#### What to do:
The required answer is an exact copy of the records below, without pictures.

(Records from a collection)
*** Block opens ***

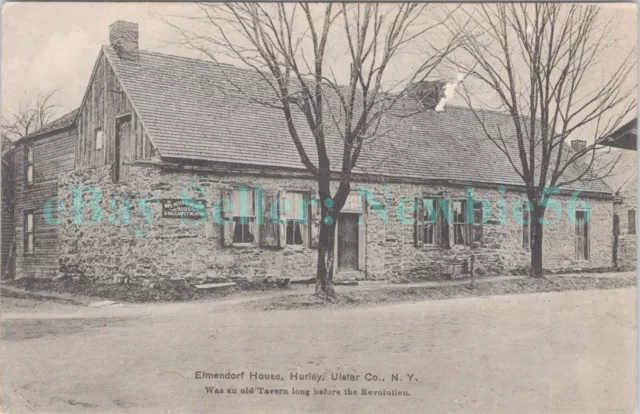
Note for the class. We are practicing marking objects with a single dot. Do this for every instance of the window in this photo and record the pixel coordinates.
(99, 139)
(296, 217)
(28, 232)
(433, 221)
(476, 226)
(244, 215)
(28, 164)
(582, 235)
(526, 227)
(459, 222)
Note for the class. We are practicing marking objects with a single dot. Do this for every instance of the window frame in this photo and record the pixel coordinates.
(463, 224)
(474, 227)
(28, 164)
(305, 226)
(435, 232)
(251, 192)
(29, 235)
(526, 226)
(99, 132)
(586, 253)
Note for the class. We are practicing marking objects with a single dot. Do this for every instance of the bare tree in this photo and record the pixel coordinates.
(540, 61)
(29, 117)
(286, 46)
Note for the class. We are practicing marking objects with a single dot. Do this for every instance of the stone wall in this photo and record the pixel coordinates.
(172, 248)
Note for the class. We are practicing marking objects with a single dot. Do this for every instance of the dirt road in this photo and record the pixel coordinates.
(550, 352)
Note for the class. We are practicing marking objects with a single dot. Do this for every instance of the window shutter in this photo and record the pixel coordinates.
(314, 219)
(229, 224)
(269, 231)
(419, 221)
(282, 227)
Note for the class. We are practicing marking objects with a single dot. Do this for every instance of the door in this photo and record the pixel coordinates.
(348, 242)
(123, 129)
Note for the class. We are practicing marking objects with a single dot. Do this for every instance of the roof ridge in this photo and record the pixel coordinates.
(173, 56)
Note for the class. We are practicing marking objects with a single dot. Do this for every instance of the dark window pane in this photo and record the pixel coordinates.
(294, 232)
(242, 232)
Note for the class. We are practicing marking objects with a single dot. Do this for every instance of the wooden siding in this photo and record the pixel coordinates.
(52, 154)
(104, 103)
(7, 231)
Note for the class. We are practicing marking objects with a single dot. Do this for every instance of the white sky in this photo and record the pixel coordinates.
(54, 45)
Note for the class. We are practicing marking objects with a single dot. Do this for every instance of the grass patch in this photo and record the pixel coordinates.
(160, 291)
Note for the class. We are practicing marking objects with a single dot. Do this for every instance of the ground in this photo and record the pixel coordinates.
(555, 352)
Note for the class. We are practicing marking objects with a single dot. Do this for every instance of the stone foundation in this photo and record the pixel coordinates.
(171, 248)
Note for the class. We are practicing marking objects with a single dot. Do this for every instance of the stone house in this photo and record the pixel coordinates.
(7, 242)
(166, 170)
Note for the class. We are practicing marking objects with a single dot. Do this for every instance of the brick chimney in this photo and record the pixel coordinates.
(429, 92)
(578, 145)
(123, 37)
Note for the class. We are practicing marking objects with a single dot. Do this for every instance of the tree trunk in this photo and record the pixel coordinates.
(536, 245)
(326, 263)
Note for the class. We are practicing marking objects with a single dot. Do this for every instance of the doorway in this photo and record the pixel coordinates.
(123, 130)
(348, 245)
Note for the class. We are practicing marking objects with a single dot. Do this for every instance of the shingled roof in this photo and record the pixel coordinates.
(191, 111)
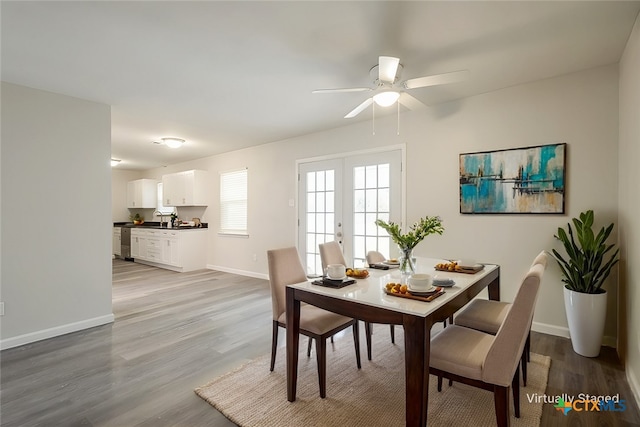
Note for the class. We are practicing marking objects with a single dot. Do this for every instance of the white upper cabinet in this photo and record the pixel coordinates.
(142, 193)
(187, 188)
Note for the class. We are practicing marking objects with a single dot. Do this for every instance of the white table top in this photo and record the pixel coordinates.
(370, 291)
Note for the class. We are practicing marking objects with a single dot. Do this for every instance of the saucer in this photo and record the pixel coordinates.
(445, 283)
(427, 292)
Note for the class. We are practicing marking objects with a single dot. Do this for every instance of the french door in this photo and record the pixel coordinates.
(341, 198)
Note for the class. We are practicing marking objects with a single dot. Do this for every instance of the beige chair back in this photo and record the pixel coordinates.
(541, 259)
(331, 253)
(374, 257)
(505, 352)
(285, 268)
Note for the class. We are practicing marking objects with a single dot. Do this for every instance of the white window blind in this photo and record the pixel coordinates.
(233, 202)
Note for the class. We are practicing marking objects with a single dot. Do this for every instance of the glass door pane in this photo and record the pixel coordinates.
(320, 212)
(374, 182)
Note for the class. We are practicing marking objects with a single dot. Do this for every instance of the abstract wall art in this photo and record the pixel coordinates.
(519, 180)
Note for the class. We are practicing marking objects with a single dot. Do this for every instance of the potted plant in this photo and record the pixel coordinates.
(137, 219)
(406, 242)
(585, 266)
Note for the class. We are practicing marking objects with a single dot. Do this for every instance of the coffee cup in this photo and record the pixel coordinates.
(336, 271)
(420, 282)
(467, 262)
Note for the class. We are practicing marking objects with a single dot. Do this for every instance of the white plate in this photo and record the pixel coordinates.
(424, 292)
(476, 265)
(445, 283)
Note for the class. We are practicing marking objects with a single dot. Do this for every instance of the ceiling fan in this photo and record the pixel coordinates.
(388, 89)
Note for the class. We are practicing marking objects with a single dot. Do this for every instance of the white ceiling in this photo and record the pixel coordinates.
(228, 75)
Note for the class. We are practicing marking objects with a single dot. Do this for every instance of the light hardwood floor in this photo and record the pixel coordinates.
(176, 331)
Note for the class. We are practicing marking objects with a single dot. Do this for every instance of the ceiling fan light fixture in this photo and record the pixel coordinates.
(387, 98)
(173, 142)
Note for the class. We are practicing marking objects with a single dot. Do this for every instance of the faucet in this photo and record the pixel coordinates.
(161, 217)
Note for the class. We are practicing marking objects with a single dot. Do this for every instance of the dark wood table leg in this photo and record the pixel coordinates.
(293, 340)
(494, 288)
(417, 345)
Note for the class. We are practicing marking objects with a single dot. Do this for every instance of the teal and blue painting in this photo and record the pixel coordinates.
(520, 180)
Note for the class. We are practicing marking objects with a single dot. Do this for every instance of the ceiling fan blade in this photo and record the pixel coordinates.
(359, 108)
(343, 90)
(410, 102)
(387, 68)
(436, 79)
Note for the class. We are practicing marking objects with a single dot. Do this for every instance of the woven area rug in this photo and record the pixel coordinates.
(371, 396)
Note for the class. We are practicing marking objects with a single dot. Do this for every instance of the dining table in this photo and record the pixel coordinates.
(367, 300)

*** Block closes ***

#### Task answer:
Note for the class. We are practicing marking objects with a single dot. Do this for every instance of the window in this photo and record the pixel coordinates.
(99, 139)
(296, 217)
(28, 232)
(433, 221)
(476, 226)
(244, 215)
(28, 164)
(582, 235)
(526, 227)
(459, 222)
Note for the class. We are practicing marking objects with a single dot. Do this for every instance of the window frame in this photo and record the pixel coordinates.
(463, 224)
(474, 227)
(28, 164)
(305, 226)
(435, 232)
(251, 192)
(29, 235)
(526, 226)
(99, 132)
(586, 253)
Note for the class. We are practicing marking objects with a single dot. Do this for every instance of the bare tree in this photo and record the pixel coordinates.
(540, 61)
(29, 117)
(286, 46)
Note for the class. We are practicing marking objects with a single dot. Do this for every instance of the stone wall in this photo and record the pixel coordinates.
(172, 248)
Note for the class. We are practicing marking objects with a single dot. Do this for every instance of the dirt road in this photo and record the pixel coordinates.
(550, 352)
Note for the class. We are practicing marking objects with a single dot. Do this for every instance of the window shutter in this photo and record the pixel coordinates.
(314, 219)
(229, 224)
(269, 231)
(419, 221)
(282, 227)
Note for the class. We are practicing marking objects with a single dot. Do this for every instance of the door in this photo and record the pixel coordinates.
(348, 242)
(123, 129)
Note for the class. We are practicing marking objects with a single dot. Do this for every instance of the roof ridge in this photo and record the pixel coordinates.
(173, 56)
Note for the class. We are practicing marking objects with a single dot. Do this for every instance of the dark window pane in this photo and record the pixel coordinates.
(294, 232)
(242, 232)
Note for the class. We are practicing marking objects with a single dot. Do this for every instance of the wooden siding in this photo and record the pixel coordinates.
(52, 154)
(104, 103)
(7, 231)
Note for the class. We are practicing marking objects with a single dot. Do this for every instance of the white sky in this photo and record the pixel coordinates.
(54, 45)
Note for the class. We are practicing marking objects with a single dot. Do this for every instance of the grass patch in this photo and record the pixel coordinates.
(160, 291)
Note for the class. We are practicing marking objects with a single dot. Do this for every instance of the ground in this photo and record the pixel coordinates.
(555, 352)
Note for the class. We are practicing marking objects with a single dot. Do this for every instance of the stone foundation in this photo and record the pixel coordinates.
(171, 248)
Note for the class. We are practicing marking objects with a single dot. Do this for every instance of the stone house in this photo and record the pixel coordinates.
(7, 242)
(166, 170)
Note for the class. We are practicing marking objects with a single dot. Do this for every instance of the brick chimney in this photo and record the pixel coordinates.
(429, 92)
(578, 145)
(123, 37)
Note for the class. We are practicing marking objects with a single dot. Do this for every instance of the tree trunk in this photo and record the pixel coordinates.
(536, 245)
(326, 263)
Note for the class. We are practicing marking objects with a single dot. Do this for every instance of the doorway in this photo and record the pixel coordinates.
(123, 130)
(348, 245)
Note for the class. We are practicing marking objects with a single dot. Do this for every instance of the shingled roof in this photo and record the pixel coordinates.
(191, 111)
Note for the class. We are practicing marking objects with a single dot. Do this for every instance of the white upper cabinet in this photo and record the pixel coordinates.
(142, 193)
(187, 188)
Note for the class. We are practicing marking objects with a single dot. Do this for every instance of the white table top in this photo and record the pixel coordinates.
(370, 291)
Note for the class. We are practicing marking objects with a single dot. Do this for every instance of the saucer in this photo and record the pixel coordinates.
(445, 283)
(427, 292)
Note for the class. We are practicing marking objects with a single dot. Do this for every instance of the french door in this photo and record the pixel coordinates.
(341, 198)
Note for the class. We are practicing marking objects with a single dot. Do this for every instance of the beige chair back in this photo and record the pixel coordinates.
(541, 259)
(331, 253)
(374, 257)
(505, 352)
(285, 268)
Note for the class. We are practicing marking objects with a single dot. Do this for every instance of the white window blind in this photo and record the pixel coordinates.
(233, 202)
Note for the class. We are practicing marking objects with a single dot. Do this for every instance of the glass door pane in this photo and record the pixel coordinates.
(320, 212)
(374, 182)
Note for the class. We are practicing marking objects with a single dot. Do this for every instance of the abstract wall art in this photo and record the pixel coordinates.
(519, 180)
Note for the class. We are practicing marking objects with a single dot. Do this for every instance of the potted plant in this photo and record the pixel coordinates.
(137, 219)
(406, 242)
(585, 266)
Note for the class. We are practicing marking objects with a single dot. Do this for every instance of the coffee cup in this photo and record the pixel coordinates.
(336, 271)
(420, 282)
(467, 262)
Note for the class. We are practicing marking objects with a single dot. Do this for every instance of the white plate in this photo and record the pixel coordinates.
(424, 292)
(476, 265)
(445, 283)
Note for the class. We are practicing marking objects with a single dot. Do this for every instance of the ceiling fan in this photo and record the pixel coordinates.
(388, 89)
Note for the class. We are practicing marking objects with a single dot. Do this for every instance of the white ceiling in this photo and record the pixel coordinates.
(228, 75)
Note for the class. We are practicing marking objects with a single dot. Do this for every instance of the light hardwood floor in this photo and record the pixel coordinates.
(176, 331)
Note for the class. We are practicing marking objects with a single dot. Do this for every instance of the ceiling fan light fixture in this photo and record the pixel coordinates.
(387, 98)
(173, 142)
Note for the class. We are practicing marking objects with a single dot. Do this for every instance of the faucet in this photo and record the pixel coordinates.
(161, 217)
Note for the class. We are practicing marking objects with a single dot. Do this for every instance of the dark wood table leg in this photo and record the pixel coordinates.
(293, 340)
(494, 288)
(417, 345)
Note for the class. We are practicing marking objects with a single dot. Do this for every instance of the teal and blue painting in this photo and record the pixel coordinates.
(520, 180)
Note for the class. We are practicing marking objects with a single dot. Do this for every instance of the ceiling fan blade in this photo and record the pixel coordinates.
(359, 108)
(343, 90)
(410, 102)
(387, 68)
(436, 79)
Note for the class. We are practicing marking objects with a single dot. Do this for every instance of the woven area rug in this photo and record the pixel coordinates.
(371, 396)
Note for the class. We are practicing marking objects with a single dot. Do this for every instance of the dining table in this photo and record the pixel coordinates.
(367, 300)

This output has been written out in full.